## WHAT IS BEING ASKED
Print the records exactly as given.

(Stored data entries)

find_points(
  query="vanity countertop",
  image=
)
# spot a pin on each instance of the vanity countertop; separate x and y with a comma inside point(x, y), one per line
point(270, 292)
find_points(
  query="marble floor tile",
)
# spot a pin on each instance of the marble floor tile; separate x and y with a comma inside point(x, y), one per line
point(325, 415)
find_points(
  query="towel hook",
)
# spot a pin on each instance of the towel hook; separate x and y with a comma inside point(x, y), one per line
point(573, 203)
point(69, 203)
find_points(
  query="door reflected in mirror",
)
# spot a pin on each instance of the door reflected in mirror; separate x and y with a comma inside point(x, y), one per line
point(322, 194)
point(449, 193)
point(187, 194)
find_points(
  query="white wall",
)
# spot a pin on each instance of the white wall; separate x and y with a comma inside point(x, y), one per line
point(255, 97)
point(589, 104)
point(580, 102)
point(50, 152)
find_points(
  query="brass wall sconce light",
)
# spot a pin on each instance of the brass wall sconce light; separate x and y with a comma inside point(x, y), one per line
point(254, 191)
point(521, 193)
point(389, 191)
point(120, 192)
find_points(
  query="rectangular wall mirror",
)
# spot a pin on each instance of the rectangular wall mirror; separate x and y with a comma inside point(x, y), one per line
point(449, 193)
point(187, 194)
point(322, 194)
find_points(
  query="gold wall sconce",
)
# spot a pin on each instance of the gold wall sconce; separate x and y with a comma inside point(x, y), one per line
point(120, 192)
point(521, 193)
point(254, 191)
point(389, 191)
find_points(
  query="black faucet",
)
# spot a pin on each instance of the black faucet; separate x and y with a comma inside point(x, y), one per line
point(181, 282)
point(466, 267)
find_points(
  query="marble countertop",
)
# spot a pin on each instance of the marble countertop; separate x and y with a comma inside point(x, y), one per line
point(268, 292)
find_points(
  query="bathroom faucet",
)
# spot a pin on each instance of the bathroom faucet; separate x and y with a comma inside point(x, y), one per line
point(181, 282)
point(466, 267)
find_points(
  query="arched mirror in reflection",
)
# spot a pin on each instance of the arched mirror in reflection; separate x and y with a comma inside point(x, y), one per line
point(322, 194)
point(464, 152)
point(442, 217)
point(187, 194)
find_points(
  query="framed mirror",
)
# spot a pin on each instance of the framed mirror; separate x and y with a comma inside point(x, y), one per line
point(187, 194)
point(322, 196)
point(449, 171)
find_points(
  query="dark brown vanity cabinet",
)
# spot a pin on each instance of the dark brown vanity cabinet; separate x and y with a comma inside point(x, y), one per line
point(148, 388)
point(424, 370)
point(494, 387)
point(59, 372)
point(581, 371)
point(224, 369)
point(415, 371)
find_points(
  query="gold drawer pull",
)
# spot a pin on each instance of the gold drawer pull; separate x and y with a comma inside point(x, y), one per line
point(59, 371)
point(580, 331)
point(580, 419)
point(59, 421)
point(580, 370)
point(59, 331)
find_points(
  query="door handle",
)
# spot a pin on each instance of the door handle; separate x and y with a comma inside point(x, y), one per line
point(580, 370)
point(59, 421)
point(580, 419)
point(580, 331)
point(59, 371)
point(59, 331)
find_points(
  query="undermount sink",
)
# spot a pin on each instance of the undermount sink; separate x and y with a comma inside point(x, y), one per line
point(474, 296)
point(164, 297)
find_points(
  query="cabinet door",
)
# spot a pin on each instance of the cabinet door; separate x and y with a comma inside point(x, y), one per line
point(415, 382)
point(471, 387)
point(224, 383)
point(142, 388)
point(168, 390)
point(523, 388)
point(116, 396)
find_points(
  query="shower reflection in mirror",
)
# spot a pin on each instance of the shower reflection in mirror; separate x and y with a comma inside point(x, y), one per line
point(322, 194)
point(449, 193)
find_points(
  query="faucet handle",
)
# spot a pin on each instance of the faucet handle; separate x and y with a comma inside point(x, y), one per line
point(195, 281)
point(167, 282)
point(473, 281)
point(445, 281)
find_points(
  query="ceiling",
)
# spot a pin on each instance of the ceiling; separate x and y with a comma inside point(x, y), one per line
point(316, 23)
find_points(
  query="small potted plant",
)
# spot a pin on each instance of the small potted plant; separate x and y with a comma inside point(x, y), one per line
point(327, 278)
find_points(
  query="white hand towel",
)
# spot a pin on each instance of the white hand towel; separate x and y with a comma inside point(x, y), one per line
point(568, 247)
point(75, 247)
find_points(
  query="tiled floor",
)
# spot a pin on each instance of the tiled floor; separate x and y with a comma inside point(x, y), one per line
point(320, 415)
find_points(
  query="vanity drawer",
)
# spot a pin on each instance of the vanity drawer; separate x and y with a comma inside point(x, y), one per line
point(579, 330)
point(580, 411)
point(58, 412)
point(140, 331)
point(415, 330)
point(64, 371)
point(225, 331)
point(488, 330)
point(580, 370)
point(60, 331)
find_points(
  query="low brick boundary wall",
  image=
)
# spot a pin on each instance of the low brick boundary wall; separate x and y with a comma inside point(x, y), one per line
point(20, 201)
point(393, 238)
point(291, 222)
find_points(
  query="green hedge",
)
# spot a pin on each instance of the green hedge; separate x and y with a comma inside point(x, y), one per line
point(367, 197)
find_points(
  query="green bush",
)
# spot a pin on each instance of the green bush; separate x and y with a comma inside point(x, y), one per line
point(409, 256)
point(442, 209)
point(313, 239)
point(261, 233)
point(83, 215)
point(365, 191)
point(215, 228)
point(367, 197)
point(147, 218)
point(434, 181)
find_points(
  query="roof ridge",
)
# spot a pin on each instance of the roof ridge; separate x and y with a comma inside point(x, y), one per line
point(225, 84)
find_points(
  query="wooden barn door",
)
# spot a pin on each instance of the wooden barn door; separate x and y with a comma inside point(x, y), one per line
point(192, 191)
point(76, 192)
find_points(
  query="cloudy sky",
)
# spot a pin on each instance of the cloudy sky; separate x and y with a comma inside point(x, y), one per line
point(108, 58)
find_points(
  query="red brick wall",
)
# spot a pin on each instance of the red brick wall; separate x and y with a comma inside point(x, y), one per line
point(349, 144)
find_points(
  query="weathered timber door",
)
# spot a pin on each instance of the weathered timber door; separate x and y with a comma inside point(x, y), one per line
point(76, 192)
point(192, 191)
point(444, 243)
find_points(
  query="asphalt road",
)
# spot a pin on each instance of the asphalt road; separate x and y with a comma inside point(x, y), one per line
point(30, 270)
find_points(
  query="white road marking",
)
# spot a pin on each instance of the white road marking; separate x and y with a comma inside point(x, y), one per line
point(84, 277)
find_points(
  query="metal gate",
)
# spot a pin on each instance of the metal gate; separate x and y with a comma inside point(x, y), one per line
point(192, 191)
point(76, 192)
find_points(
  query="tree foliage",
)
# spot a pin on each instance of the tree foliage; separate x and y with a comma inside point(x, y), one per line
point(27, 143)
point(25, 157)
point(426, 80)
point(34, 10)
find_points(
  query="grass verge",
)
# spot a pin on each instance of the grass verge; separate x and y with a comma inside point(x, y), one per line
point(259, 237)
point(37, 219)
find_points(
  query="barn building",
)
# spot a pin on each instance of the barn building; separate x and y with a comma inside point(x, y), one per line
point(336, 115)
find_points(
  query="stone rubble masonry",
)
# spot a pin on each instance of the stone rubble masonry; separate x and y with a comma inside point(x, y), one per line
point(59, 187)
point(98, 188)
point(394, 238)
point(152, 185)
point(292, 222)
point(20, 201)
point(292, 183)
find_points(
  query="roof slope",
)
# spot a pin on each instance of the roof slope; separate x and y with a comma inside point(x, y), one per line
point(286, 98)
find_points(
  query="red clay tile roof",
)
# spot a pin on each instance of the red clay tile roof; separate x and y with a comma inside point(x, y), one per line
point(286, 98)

## OUTPUT OF THE EXERCISE
find_points(
  query="vanity countertop",
  image=
)
# spot a pin on each instance of the vanity countertop; separate x and y with a comma inside point(x, y), one per line
point(270, 292)
find_points(
  query="marble floor tile",
)
# spot a pin on each instance of the marble floor tile; separate x and y with a comma inside point(x, y), one per line
point(325, 415)
find_points(
  query="towel hook",
)
# spot a pin on each instance of the towel hook; separate x and y with a comma inside point(x, y), one per line
point(573, 203)
point(69, 203)
find_points(
  query="door reflected in mirror",
)
# spot a pin on each instance of the door reflected in mirror; separate x and y with a comma inside point(x, y), one per line
point(322, 194)
point(449, 193)
point(187, 194)
find_points(
  query="white wall",
)
# spot a pin on each instance of the white wall; separate x and y with a comma inside point(x, y), one per line
point(255, 97)
point(589, 104)
point(580, 102)
point(50, 152)
find_points(
  query="brass wall sconce light",
)
# spot a pin on each instance of the brass wall sconce light; separate x and y with a comma inside point(x, y), one per line
point(254, 191)
point(521, 193)
point(389, 191)
point(120, 192)
find_points(
  query="rectangular wall mirror",
)
# spot a pin on each instance of the rectangular wall mirror; separate x and y with a comma inside point(x, y), one per line
point(449, 193)
point(187, 194)
point(322, 194)
find_points(
  query="gold wall sconce",
)
# spot a pin on each instance of the gold wall sconce; separate x and y with a comma inside point(x, y), one per line
point(120, 192)
point(521, 193)
point(254, 191)
point(389, 191)
find_points(
  query="black faucet",
)
# spot a pin on each instance of the black faucet; separate x and y with a comma inside point(x, y), one per line
point(181, 282)
point(466, 267)
find_points(
  query="marble countertop",
)
# spot a pin on each instance of the marble countertop; separate x and y with a comma inside point(x, y), one per line
point(268, 292)
find_points(
  query="bathroom faucet",
)
# spot a pin on each instance of the bathroom faucet; separate x and y with a comma inside point(x, y), one per line
point(181, 282)
point(466, 267)
find_points(
  query="arched mirror in reflection",
)
# spot a pin on each instance of the arched mirror in reflection; separate x and y with a comma inside point(x, y), one per line
point(322, 194)
point(464, 152)
point(442, 217)
point(187, 194)
find_points(
  query="framed mirror",
)
# spot a pin on each instance of the framed mirror; separate x and y with a comma inside point(x, y), one per line
point(187, 194)
point(322, 196)
point(449, 171)
find_points(
  query="dark brown vanity cabinet",
)
# spot a pin on each instance of the dark brown vanity cabinet; separate x and y with a comma inside point(x, y), one per line
point(148, 388)
point(424, 370)
point(494, 387)
point(59, 372)
point(581, 371)
point(224, 369)
point(415, 371)
find_points(
  query="gold drawer pull",
)
# spot a pin on each instance of the gold drawer pull; separate x and y with a comma inside point(x, y), one per line
point(59, 371)
point(580, 331)
point(580, 419)
point(59, 421)
point(580, 370)
point(59, 331)
find_points(
  query="door handle",
)
# spot a pin on each instance of the door handle; separate x and y with a comma inside point(x, y), one per line
point(580, 370)
point(59, 421)
point(580, 419)
point(580, 331)
point(59, 371)
point(59, 331)
find_points(
  query="undermount sink",
)
# spot a pin on each instance of the undermount sink; separate x and y with a comma inside point(x, y), one per line
point(474, 296)
point(164, 297)
find_points(
  query="cabinet door",
)
# spot a pin on each instance of the cabinet door; separate x and y with a comma inside point(x, y), one per line
point(415, 382)
point(471, 387)
point(224, 383)
point(142, 388)
point(168, 390)
point(523, 388)
point(116, 396)
find_points(
  query="shower reflection in mirror",
)
# spot a pin on each instance of the shower reflection in mirror; separate x and y with a comma inside point(x, y), one per line
point(322, 194)
point(449, 193)
find_points(
  query="faucet handle",
)
# spot a pin on each instance of the faucet handle; separate x and y with a comma inside point(x, y), one per line
point(195, 281)
point(167, 282)
point(473, 281)
point(445, 281)
find_points(
  query="ceiling",
)
# spot a pin on each instance of the ceiling; separate x and y with a comma inside point(x, y), one per line
point(316, 23)
find_points(
  query="small potted plant",
)
# spot a pin on each instance of the small potted plant; separate x and y with a comma inside point(x, y), one per line
point(327, 278)
find_points(
  query="white hand towel",
)
# spot a pin on each instance of the white hand towel; separate x and y with a comma inside point(x, y), one per line
point(568, 247)
point(75, 247)
find_points(
  query="tiled floor",
)
# spot a pin on each instance of the tiled floor; separate x and y with a comma inside point(x, y), one per line
point(320, 415)
find_points(
  query="vanity drawer",
)
# spot a pin on each instance of the vanity drawer; separate x and y with a comma inside point(x, y), one per line
point(579, 330)
point(580, 411)
point(58, 412)
point(140, 331)
point(415, 330)
point(64, 371)
point(225, 331)
point(488, 330)
point(580, 370)
point(60, 331)
find_points(
  query="low brick boundary wall",
  image=
)
# spot a pin on each instance of the low brick boundary wall; separate x and y with a comma inside point(x, y), one per line
point(20, 201)
point(393, 238)
point(291, 222)
find_points(
  query="green hedge",
)
# spot a pin on each instance of the green hedge; separate x and y with a comma inside point(x, y), one per line
point(367, 197)
find_points(
  query="green bush",
)
# spot a pin on each instance of the green bush; separate x and y with a comma inside point(x, y), one per line
point(409, 256)
point(442, 209)
point(313, 239)
point(261, 233)
point(83, 215)
point(365, 191)
point(215, 228)
point(367, 197)
point(147, 218)
point(434, 181)
find_points(
  query="roof ridge",
)
# spot a pin on each instance of the roof ridge; separate x and y with a comma inside point(x, y), one per line
point(225, 84)
find_points(
  query="wooden barn door",
)
# spot a pin on each instance of the wooden barn door; separate x and y with a comma inside point(x, y), one per line
point(192, 191)
point(76, 192)
find_points(
  query="cloudy sky",
)
# spot a pin on each instance of the cloudy sky; separate x and y with a comma inside point(x, y), one per line
point(108, 58)
find_points(
  query="red brick wall",
)
# spot a pin on each instance of the red brick wall; separate x and y with a comma inside point(x, y), one per line
point(349, 144)
find_points(
  query="weathered timber door",
)
# spot a pin on each instance of the weathered timber door; separate x and y with a comma inside point(x, y), one per line
point(76, 192)
point(192, 191)
point(444, 243)
find_points(
  query="asphalt road",
)
# spot a pin on each instance of the asphalt road; separate x and y with a comma inside point(x, y), one per line
point(30, 270)
find_points(
  query="white road marking",
)
# spot a pin on each instance of the white road marking; separate x and y with a comma inside point(x, y), one per line
point(84, 277)
find_points(
  query="metal gate",
)
# spot a pin on each instance of the metal gate; separate x and y with a comma inside point(x, y), one per line
point(192, 191)
point(76, 192)
find_points(
  query="tree foliage",
)
# spot a pin on each instance of the tree foliage; separate x and y with a comma inside point(x, y), one per line
point(27, 143)
point(25, 157)
point(426, 80)
point(34, 10)
find_points(
  query="grass verge",
)
# spot a pin on each instance of the grass verge; separate x and y with a comma inside point(x, y), one per line
point(259, 237)
point(37, 219)
find_points(
  query="barn building",
)
# spot a pin on each instance of the barn building; separate x and y with a comma inside point(x, y), one per line
point(336, 115)
find_points(
  query="stone rubble masonry",
)
# spot a pin on each instance of the stone rubble masonry; separate x and y with a comma inside point(x, y), one per line
point(59, 187)
point(98, 188)
point(394, 238)
point(152, 185)
point(292, 222)
point(20, 201)
point(292, 183)
find_points(
  query="roof slope",
)
# spot a pin on each instance of the roof slope; separate x and y with a comma inside point(x, y), one per line
point(286, 98)
find_points(
  query="red clay tile roof",
)
# spot a pin on each instance of the red clay tile roof; separate x and y with a comma inside point(x, y), one per line
point(286, 98)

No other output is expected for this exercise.